Position identification records:

#####

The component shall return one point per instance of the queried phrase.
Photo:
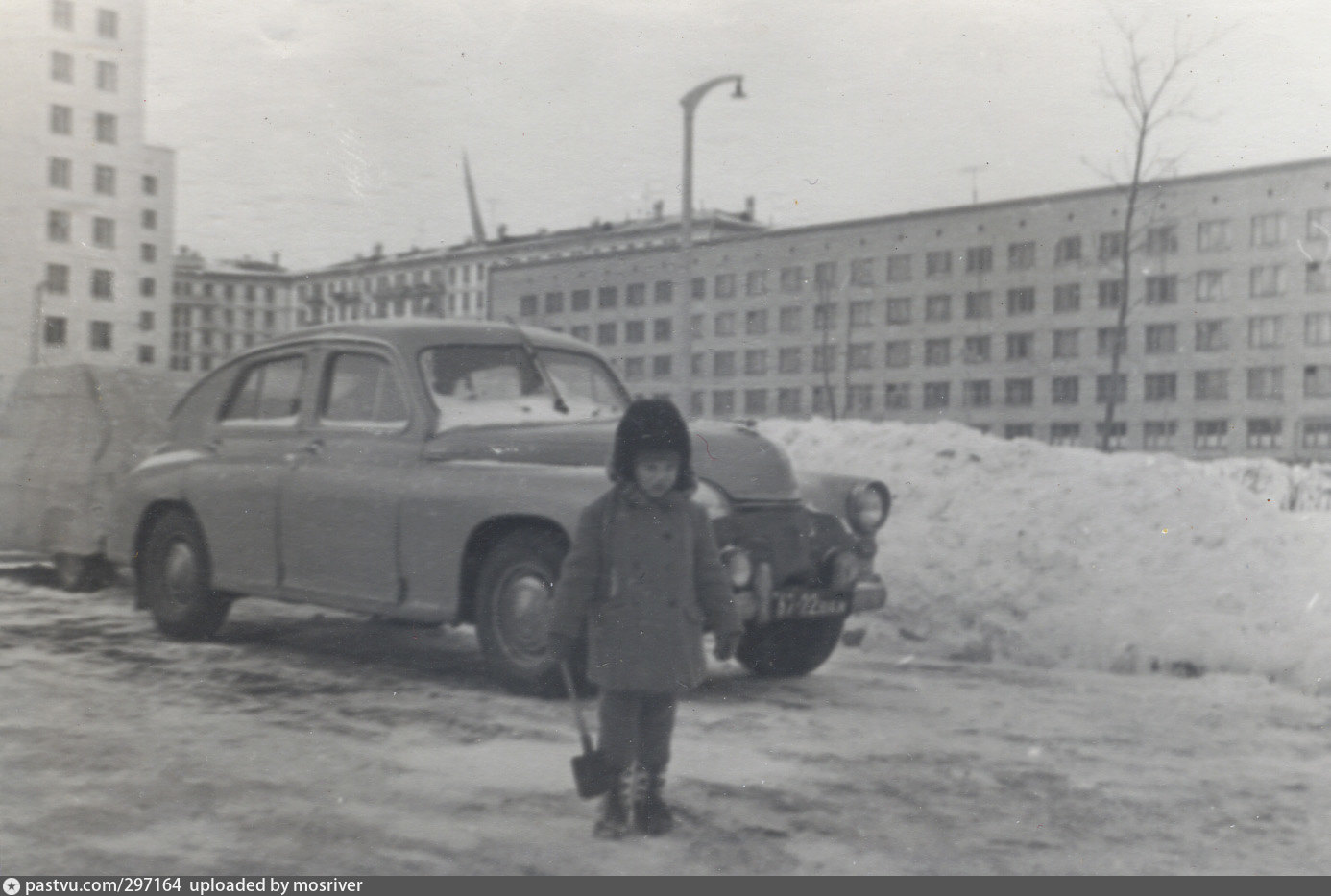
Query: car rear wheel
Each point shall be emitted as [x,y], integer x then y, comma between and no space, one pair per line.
[514,606]
[175,578]
[789,647]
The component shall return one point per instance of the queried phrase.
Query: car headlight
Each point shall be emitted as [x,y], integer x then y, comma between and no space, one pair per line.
[738,566]
[716,503]
[866,506]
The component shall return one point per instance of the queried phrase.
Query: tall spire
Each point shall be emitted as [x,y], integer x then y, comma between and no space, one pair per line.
[478,230]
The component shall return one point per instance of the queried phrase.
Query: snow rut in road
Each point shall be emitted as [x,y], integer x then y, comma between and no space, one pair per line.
[1068,557]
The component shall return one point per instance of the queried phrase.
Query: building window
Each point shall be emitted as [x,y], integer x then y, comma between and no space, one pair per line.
[108,23]
[1021,255]
[61,67]
[62,13]
[936,395]
[937,351]
[99,336]
[1110,386]
[1266,279]
[106,128]
[1161,338]
[723,402]
[58,227]
[1066,299]
[1266,383]
[937,307]
[896,353]
[1161,386]
[896,396]
[1109,293]
[1317,381]
[61,119]
[1020,392]
[1269,230]
[108,76]
[1209,434]
[975,349]
[975,393]
[1211,385]
[1265,331]
[755,400]
[1162,289]
[1162,240]
[979,260]
[1213,236]
[1110,247]
[1020,345]
[55,330]
[1064,433]
[1068,249]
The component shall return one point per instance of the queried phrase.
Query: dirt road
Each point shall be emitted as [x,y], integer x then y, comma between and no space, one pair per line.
[306,741]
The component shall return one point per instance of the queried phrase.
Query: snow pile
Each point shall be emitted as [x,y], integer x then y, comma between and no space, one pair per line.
[1064,555]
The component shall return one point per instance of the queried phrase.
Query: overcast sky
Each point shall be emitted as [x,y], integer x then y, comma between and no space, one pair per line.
[318,128]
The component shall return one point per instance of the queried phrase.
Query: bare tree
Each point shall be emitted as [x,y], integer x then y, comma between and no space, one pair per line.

#####

Instructions for the task
Quote the entries above word for word. Leave the images out.

Answer for the task
The component shall return one point per instance of the queried phrase.
Photo:
Query: car rear wheel
Each point shall be emitted as [x,y], integer x then y, comma between and no space, one pair per line.
[514,606]
[175,578]
[789,647]
The component shall return one point per instance of the queried phrase.
Query: car headlight
Each point shall be emitted as [x,y], integer x then y, comma between and no space, one pair per line.
[738,566]
[716,503]
[866,506]
The component shall return one point per instance of the queried phrase.
Query: tall spire
Each point shall be emitted as [x,y], integer x then y, comma between and no space, one pair per line.
[478,230]
The component shall return one point per instance of the queried phrase.
Query: snow rut in road
Each point shall be emitted as [x,y], integer x then y, comma between and no space, one pair per line.
[1068,557]
The component shall return one point per instance of the queried phrase.
Query: building window
Each point shall be emitted as [x,y], integer x then y, comma between and no space, one pair per line.
[108,23]
[1021,255]
[61,67]
[62,13]
[936,395]
[937,351]
[99,336]
[1110,386]
[1266,279]
[106,128]
[1161,338]
[723,402]
[58,227]
[1066,299]
[1266,383]
[937,307]
[896,353]
[1161,386]
[896,396]
[1109,293]
[1317,381]
[61,119]
[1020,392]
[1269,230]
[108,76]
[1209,434]
[975,349]
[975,393]
[1211,385]
[1265,331]
[755,400]
[1162,289]
[1162,240]
[979,260]
[1213,236]
[1110,247]
[1020,345]
[55,330]
[1064,433]
[1068,249]
The component shall return one point per instance of the queried phrase.
Query: dirt road
Each point shall be emitted as [x,y], integer x then y, comma between and no space, one pair per line.
[306,741]
The component shall return one point per instance of the queried phrase.
Query: snow pile
Each point shall be emitted as [x,y], integer x then y, comma between and no space, one pair per line.
[1064,555]
The component shall return one point per instance of the queried phrase.
Query: overcast sky
Each point shall be emitted as [x,y], integer x then y, comma between and no space, one pair per line.
[318,128]
The component shall return one point per instance of the queried phrase.
Query: bare tree
Each point shall be emitted as [x,y], integer x then y, comma between and no space, one pair per line.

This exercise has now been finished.